[Dataset entries]
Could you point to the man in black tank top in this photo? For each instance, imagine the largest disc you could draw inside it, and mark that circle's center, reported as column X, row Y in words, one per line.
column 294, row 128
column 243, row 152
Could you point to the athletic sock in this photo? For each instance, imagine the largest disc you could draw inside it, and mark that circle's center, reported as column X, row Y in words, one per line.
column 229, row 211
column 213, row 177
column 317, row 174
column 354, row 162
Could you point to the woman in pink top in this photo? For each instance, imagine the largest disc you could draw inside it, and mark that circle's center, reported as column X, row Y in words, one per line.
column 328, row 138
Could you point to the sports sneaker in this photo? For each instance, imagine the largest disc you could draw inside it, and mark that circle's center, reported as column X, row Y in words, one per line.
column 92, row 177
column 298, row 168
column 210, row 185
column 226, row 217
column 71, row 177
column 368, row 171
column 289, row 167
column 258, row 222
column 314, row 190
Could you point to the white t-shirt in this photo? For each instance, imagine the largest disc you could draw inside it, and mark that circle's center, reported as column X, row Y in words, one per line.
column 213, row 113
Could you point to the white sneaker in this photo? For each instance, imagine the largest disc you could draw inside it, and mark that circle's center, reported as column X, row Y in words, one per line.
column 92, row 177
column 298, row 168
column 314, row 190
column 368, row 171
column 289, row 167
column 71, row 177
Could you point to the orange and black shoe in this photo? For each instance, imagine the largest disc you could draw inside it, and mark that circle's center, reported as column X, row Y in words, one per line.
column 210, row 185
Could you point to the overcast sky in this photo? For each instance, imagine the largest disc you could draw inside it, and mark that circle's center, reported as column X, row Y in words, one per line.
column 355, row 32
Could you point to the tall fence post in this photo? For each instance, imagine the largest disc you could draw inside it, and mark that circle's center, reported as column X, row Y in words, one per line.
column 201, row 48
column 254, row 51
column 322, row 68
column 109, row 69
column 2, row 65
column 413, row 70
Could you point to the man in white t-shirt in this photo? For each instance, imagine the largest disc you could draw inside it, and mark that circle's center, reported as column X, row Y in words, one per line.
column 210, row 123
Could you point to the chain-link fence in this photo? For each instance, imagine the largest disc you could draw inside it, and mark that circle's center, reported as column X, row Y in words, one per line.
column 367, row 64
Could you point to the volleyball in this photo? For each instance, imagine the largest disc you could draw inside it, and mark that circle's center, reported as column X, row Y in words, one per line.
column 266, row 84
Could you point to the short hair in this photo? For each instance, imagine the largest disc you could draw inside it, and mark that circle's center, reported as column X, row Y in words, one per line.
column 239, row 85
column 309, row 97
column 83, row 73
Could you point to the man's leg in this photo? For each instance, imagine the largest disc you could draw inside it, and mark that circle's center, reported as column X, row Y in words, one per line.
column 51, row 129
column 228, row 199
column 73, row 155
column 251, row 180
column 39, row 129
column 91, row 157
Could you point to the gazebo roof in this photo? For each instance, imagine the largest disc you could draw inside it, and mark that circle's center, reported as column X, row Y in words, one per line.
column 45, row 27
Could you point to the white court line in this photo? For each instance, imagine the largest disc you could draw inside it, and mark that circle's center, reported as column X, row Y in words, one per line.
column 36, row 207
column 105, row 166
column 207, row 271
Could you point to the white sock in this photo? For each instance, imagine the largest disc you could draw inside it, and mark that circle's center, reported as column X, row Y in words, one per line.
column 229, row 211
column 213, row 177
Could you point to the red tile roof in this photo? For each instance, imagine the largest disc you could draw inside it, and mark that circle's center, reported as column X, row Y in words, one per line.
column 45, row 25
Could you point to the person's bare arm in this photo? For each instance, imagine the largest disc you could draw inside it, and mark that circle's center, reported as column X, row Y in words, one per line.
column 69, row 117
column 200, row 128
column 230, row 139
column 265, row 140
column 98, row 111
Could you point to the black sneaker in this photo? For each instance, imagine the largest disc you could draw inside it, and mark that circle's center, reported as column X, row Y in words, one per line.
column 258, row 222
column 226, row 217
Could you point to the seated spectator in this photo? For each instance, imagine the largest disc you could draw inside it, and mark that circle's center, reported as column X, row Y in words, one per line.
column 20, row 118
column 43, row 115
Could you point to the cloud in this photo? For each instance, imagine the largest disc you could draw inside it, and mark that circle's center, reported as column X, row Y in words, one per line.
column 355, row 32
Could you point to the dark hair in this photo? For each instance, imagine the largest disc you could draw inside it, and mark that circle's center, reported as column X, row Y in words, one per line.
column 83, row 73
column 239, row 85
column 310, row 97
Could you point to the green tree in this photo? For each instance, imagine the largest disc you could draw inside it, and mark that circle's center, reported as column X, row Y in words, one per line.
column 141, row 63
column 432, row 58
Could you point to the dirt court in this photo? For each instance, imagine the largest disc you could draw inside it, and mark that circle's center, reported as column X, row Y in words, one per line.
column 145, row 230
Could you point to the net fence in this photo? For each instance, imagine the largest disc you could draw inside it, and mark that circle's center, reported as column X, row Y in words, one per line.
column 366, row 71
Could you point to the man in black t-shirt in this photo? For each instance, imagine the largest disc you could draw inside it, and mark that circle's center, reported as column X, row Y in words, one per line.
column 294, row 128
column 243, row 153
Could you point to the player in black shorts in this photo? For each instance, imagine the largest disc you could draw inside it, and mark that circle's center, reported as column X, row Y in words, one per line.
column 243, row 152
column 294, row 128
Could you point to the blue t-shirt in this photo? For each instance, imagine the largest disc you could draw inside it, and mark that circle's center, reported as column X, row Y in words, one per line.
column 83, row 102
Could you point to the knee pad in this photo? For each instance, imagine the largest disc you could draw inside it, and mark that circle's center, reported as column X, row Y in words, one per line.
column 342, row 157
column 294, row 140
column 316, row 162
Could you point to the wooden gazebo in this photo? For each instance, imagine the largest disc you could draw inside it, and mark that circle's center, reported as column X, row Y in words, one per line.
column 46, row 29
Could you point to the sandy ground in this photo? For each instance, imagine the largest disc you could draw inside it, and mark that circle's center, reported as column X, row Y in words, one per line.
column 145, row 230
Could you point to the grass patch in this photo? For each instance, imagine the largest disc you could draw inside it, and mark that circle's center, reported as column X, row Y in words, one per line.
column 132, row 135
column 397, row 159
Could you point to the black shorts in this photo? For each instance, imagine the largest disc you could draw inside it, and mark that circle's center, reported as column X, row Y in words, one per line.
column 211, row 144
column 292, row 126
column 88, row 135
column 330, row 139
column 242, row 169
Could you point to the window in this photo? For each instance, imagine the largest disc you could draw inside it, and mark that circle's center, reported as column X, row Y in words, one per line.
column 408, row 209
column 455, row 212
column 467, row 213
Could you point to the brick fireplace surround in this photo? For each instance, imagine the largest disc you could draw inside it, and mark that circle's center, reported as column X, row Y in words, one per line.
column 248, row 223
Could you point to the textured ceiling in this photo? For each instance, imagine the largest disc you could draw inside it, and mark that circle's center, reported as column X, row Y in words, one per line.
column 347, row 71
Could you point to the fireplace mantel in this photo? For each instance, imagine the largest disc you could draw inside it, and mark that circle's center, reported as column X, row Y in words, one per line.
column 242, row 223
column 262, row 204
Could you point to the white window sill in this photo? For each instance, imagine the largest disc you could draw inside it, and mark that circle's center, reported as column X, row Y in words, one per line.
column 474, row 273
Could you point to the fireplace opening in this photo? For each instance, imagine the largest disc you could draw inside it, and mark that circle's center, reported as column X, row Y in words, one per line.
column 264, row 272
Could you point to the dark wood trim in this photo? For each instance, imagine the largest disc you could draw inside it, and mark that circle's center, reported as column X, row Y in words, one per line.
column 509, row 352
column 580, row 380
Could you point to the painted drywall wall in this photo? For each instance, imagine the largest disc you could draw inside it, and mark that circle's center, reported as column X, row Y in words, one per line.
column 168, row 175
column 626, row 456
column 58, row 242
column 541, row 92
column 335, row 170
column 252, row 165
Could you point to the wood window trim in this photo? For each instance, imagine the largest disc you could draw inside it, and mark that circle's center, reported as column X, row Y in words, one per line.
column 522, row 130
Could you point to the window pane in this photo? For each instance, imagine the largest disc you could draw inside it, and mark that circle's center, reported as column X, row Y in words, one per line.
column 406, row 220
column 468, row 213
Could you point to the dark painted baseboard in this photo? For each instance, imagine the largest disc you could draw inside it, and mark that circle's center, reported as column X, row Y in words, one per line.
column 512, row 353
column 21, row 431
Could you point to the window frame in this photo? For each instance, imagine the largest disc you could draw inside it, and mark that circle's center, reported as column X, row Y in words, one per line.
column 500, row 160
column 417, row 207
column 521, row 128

* Problem details:
Each line from the one containing "Could you point to the window pane" to the end of the entries above should be copied exactly, and no other line.

* Answer section:
Could you point to the window pane in this photo? For each instance, imagine the largest disc you could draw inside it, and mark that circle's center, reported as column X, row Y in words, one per line.
column 406, row 220
column 468, row 213
Could you point to the dark painted baseboard in this photo? For each instance, imagine the largest disc you could draw inside it, and mark that circle's center, reported as column X, row Y in words, one per line.
column 512, row 353
column 21, row 431
Could you point to the window frame in this photo? For each instance, imagine the largest disc you could draw inside it, and mark that circle's center, reported as column X, row Y in words, one per line.
column 500, row 160
column 417, row 207
column 521, row 128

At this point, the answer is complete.